> _TEXTAUSZUG_:
↓↓↓

Besonders wichtig für die Tage des Verfalls, in denen wir leben, ist die Entschiedenheit, die Energie des Glaubens, welche aus der in Hebr. 11 mitgeteilten Geschichte Moses hervorstrahlt. Mit dem Gehorsam des Glaubens beginnend, müssen wir mit der Energie des Glaubens fortfahren.

Es gehört viel Entschiedenheit dazu, um uns durch all die verderblichen Grundsätze um uns her hindurchzukämpfen, um nach allen Seiten hin eine scharfe Trennung vom Bösen aufrecht zu erhalten und treue Zeugen Gottes zu sein. Und diese Entschiedenheit ist umso notwendiger, je mehr der Verfall zunimmt. Mit großem Ernst schreibt Paulus dem Timotheus, der in Gefahr war, den Mut zu verlieren und sich des schwach werdenden Zeugnisses zu schämen, dass „Gott uns nicht einen Geist der Furchtsamkeit gegeben hat, sondern der Kraft (dies steht an erster Stelle), und der Liebe und der Besonnenheit“. Auch ermahnt er seinen jungen Mitkämpfer, sich des Zeugnisses nicht zu schämen, sondern Trübsal mit dem Evangelium zu leiden nach der Kraft Gottes, in dem Bewusstsein, dass Er „mächtig ist, das Ihm anvertraute Gut auf den Tag des Herrn zu bewahren“. Des Weiteren fügt er die Worte hinzu: „Sei stark in der Gnade, die in Christo Jesu ist!“ (2. Tim. 1, 7 - 12; 2, 1).

↑↑↑

> _VORLIEGENDE ANGABEN_:

↓↓↓

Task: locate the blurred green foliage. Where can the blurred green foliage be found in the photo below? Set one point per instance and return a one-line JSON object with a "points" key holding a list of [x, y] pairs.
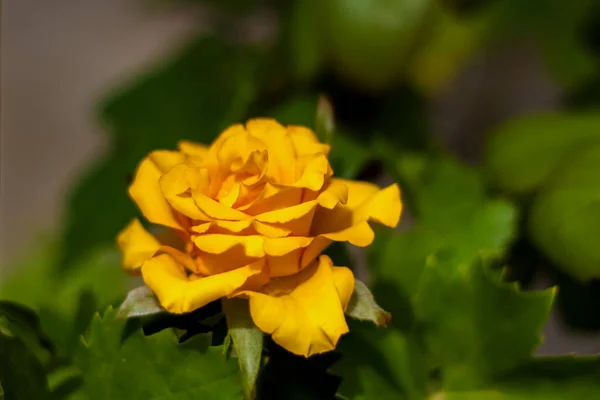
{"points": [[459, 330]]}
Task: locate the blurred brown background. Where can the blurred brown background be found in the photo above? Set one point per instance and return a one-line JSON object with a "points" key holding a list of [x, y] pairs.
{"points": [[59, 56]]}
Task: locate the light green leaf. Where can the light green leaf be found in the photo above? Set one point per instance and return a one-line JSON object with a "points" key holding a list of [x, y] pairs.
{"points": [[247, 342], [558, 378], [522, 153], [565, 215], [454, 214], [347, 155], [362, 306], [477, 328], [140, 302], [305, 48], [200, 90], [153, 367], [325, 125], [66, 302]]}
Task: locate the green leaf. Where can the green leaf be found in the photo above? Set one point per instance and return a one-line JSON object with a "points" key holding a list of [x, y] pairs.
{"points": [[522, 153], [202, 89], [452, 41], [21, 373], [140, 302], [380, 364], [347, 155], [556, 378], [565, 215], [362, 306], [153, 367], [247, 342], [305, 49], [288, 376], [453, 214], [477, 327], [325, 125]]}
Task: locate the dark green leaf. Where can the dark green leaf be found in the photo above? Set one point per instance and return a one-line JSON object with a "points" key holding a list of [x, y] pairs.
{"points": [[305, 47], [325, 125], [477, 327], [362, 306], [247, 342], [347, 156], [21, 373], [24, 324], [153, 367], [557, 378], [522, 153], [380, 364], [194, 95], [289, 377], [453, 214]]}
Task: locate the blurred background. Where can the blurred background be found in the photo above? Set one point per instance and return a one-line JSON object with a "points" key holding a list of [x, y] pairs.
{"points": [[88, 87]]}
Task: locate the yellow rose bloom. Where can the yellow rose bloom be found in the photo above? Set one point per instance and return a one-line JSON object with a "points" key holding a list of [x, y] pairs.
{"points": [[254, 211]]}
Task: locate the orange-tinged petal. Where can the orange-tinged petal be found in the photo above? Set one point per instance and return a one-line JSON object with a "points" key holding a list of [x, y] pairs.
{"points": [[279, 144], [285, 264], [314, 169], [303, 312], [295, 220], [217, 210], [182, 258], [137, 245], [287, 214], [219, 243], [166, 159], [359, 234], [221, 226], [373, 203], [358, 191], [284, 245], [270, 230], [274, 197], [146, 192], [176, 186], [178, 293], [313, 250]]}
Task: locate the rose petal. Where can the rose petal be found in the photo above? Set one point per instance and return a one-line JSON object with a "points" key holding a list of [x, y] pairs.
{"points": [[178, 293], [306, 142], [216, 210], [349, 222], [296, 219], [279, 144], [373, 203], [137, 245], [146, 192], [303, 312]]}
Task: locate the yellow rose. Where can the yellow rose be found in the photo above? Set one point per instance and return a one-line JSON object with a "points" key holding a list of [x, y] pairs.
{"points": [[254, 211]]}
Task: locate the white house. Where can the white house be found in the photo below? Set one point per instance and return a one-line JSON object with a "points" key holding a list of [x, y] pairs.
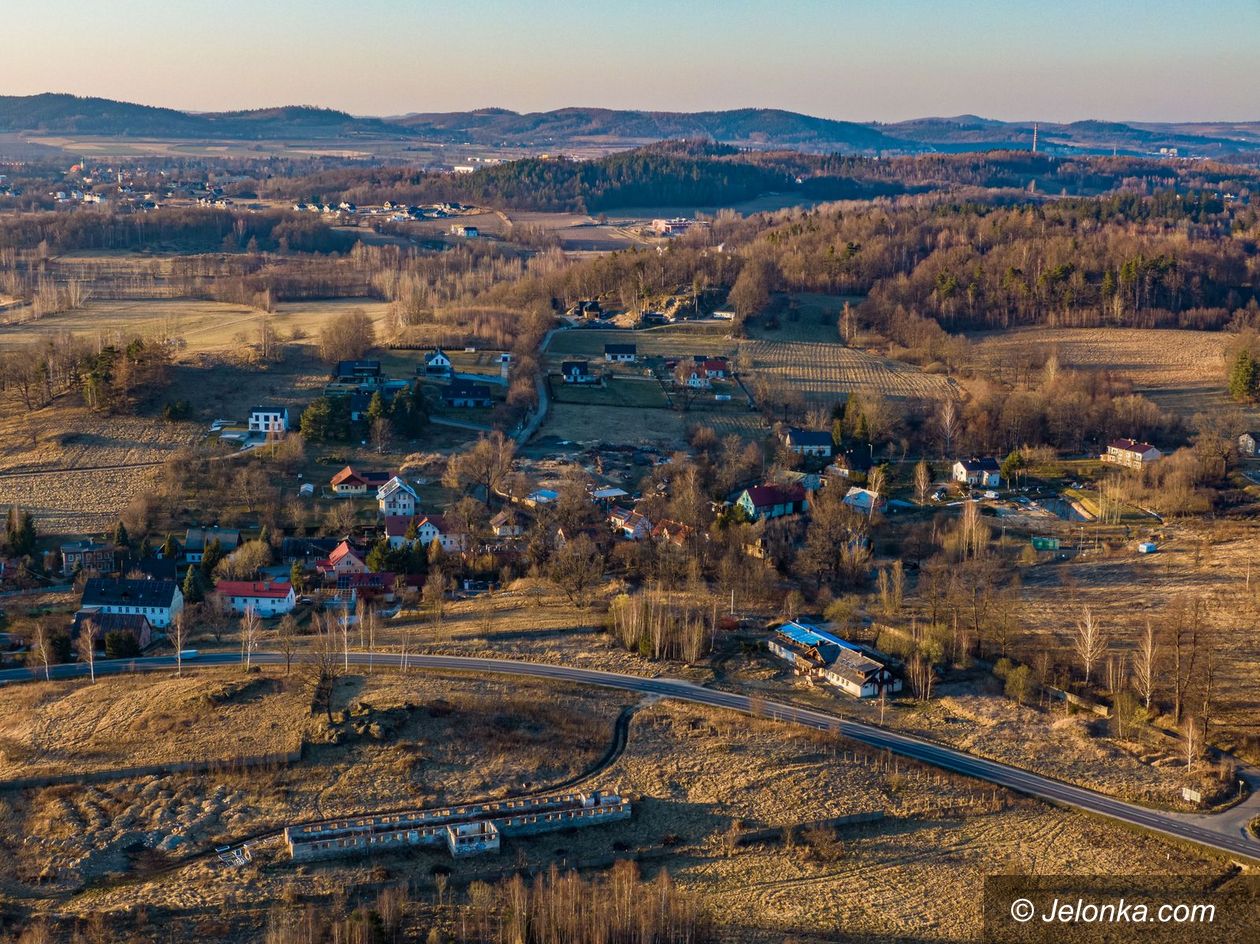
{"points": [[813, 443], [397, 498], [978, 473], [434, 527], [863, 500], [156, 600], [437, 362], [262, 596], [1130, 453]]}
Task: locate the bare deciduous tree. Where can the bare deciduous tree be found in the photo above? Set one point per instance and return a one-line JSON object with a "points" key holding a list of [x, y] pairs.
{"points": [[86, 645]]}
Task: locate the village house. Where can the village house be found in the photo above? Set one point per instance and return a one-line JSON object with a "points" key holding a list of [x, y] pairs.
{"points": [[848, 464], [349, 483], [345, 558], [691, 374], [978, 473], [269, 420], [197, 540], [761, 502], [465, 395], [820, 656], [434, 527], [358, 372], [397, 529], [505, 524], [629, 524], [812, 443], [263, 598], [863, 500], [1130, 453], [436, 362], [577, 372], [87, 556], [102, 624], [156, 600], [396, 497], [670, 532]]}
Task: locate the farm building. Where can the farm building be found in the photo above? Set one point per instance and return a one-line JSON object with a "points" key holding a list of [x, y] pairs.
{"points": [[358, 372], [263, 598], [1130, 454], [156, 600], [349, 483], [629, 524], [87, 556], [135, 625], [817, 654], [863, 500], [345, 558], [396, 497], [466, 395], [978, 473], [771, 500], [849, 464], [436, 362], [269, 419], [813, 443], [577, 372], [197, 540]]}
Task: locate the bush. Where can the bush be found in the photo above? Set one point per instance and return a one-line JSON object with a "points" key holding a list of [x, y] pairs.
{"points": [[1021, 686]]}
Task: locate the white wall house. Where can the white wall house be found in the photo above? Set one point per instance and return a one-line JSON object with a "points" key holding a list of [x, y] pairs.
{"points": [[269, 419], [396, 498], [263, 598]]}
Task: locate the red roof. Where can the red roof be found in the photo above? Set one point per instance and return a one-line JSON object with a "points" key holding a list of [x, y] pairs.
{"points": [[348, 477], [398, 524], [260, 589], [767, 495]]}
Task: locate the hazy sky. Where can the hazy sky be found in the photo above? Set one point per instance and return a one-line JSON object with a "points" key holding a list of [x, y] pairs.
{"points": [[858, 59]]}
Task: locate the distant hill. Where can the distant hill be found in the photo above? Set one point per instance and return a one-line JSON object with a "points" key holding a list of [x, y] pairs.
{"points": [[764, 129]]}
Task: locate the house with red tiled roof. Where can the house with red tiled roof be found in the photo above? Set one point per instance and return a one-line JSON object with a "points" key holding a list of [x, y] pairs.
{"points": [[343, 560], [761, 502], [263, 596], [349, 483], [629, 524]]}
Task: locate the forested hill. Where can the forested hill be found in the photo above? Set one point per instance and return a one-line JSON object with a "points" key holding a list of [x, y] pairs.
{"points": [[761, 129]]}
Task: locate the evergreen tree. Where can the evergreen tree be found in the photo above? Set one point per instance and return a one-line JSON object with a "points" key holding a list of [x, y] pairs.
{"points": [[212, 556], [1244, 377], [192, 587]]}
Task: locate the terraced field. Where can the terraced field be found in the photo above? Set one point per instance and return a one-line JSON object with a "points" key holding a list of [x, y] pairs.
{"points": [[822, 371]]}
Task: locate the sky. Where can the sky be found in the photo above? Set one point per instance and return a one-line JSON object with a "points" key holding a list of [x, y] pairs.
{"points": [[849, 59]]}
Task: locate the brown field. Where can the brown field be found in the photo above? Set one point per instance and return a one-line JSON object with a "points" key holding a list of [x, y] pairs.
{"points": [[204, 325], [702, 778], [1195, 561], [1182, 371], [823, 371]]}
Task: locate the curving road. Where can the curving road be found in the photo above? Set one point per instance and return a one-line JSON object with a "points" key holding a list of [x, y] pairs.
{"points": [[1222, 833]]}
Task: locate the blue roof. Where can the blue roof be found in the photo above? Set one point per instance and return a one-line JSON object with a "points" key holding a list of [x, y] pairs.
{"points": [[809, 635]]}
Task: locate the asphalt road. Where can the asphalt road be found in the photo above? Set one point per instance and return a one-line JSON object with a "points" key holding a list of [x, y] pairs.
{"points": [[1225, 834]]}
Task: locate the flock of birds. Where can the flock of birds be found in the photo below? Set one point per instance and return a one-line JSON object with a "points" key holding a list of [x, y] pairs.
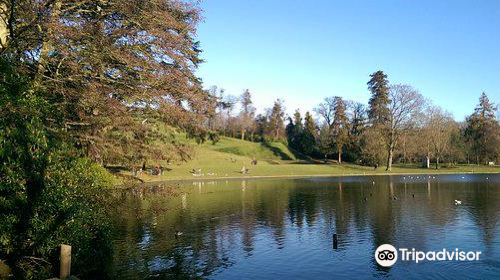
{"points": [[457, 202]]}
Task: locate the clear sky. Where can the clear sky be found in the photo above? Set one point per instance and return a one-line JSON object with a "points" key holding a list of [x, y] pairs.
{"points": [[303, 51]]}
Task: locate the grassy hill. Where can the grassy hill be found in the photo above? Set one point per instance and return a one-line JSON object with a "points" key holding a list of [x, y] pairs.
{"points": [[226, 158], [259, 151]]}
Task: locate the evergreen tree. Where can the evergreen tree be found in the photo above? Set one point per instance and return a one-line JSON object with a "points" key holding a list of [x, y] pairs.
{"points": [[378, 85], [339, 126], [276, 127], [246, 118], [310, 134], [483, 131]]}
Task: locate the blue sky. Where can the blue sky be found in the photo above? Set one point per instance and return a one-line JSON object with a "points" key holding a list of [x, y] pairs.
{"points": [[303, 51]]}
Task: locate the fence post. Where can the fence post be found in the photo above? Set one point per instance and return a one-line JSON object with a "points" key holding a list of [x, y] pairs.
{"points": [[65, 266]]}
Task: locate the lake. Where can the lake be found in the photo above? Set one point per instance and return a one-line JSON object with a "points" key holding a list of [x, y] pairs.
{"points": [[283, 228]]}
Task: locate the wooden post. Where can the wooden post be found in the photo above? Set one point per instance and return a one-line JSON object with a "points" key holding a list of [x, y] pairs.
{"points": [[65, 267]]}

↑↑↑

> _AUFGABE 1_: Stimmen diese Aussagen mit dem Textauszug überein? Beantworte jede mit Ja oder Nein und belege sie mit den entscheidenden Worten, wörtlich zitiert: (a) Die Entschiedenheit wird umso notwendiger, je weiter der Verfall fortschreitet. (b) In dem Zitat an Timotheus steht die Liebe an erster Stelle. (c) Paulus ermahnt Timotheus, sich des Zeugnisses nicht zu schämen.
> _AUFGABE 2_: Gib aus dem Textauszug alles ab „Besonders wichtig für“ bis hin zu „des Glaubens fortfahren.“ unverändert wieder.

> _ERGEBNIS 1_:
(a) Ja: „Und diese Entschiedenheit ist umso notwendiger, je mehr der Verfall zunimmt.“
(b) Nein: „sondern der Kraft (dies steht an erster Stelle)“
(c) Ja: „Auch ermahnt er seinen jungen Mitkämpfer, sich des Zeugnisses nicht zu schämen“

> _ERGEBNIS 2_:
Besonders wichtig für die Tage des Verfalls, in denen wir leben, ist die Entschiedenheit, die Energie des Glaubens, welche aus der in Hebr. 11 mitgeteilten Geschichte Moses hervorstrahlt. Mit dem Gehorsam des Glaubens beginnend, müssen wir mit der Energie des Glaubens fortfahren.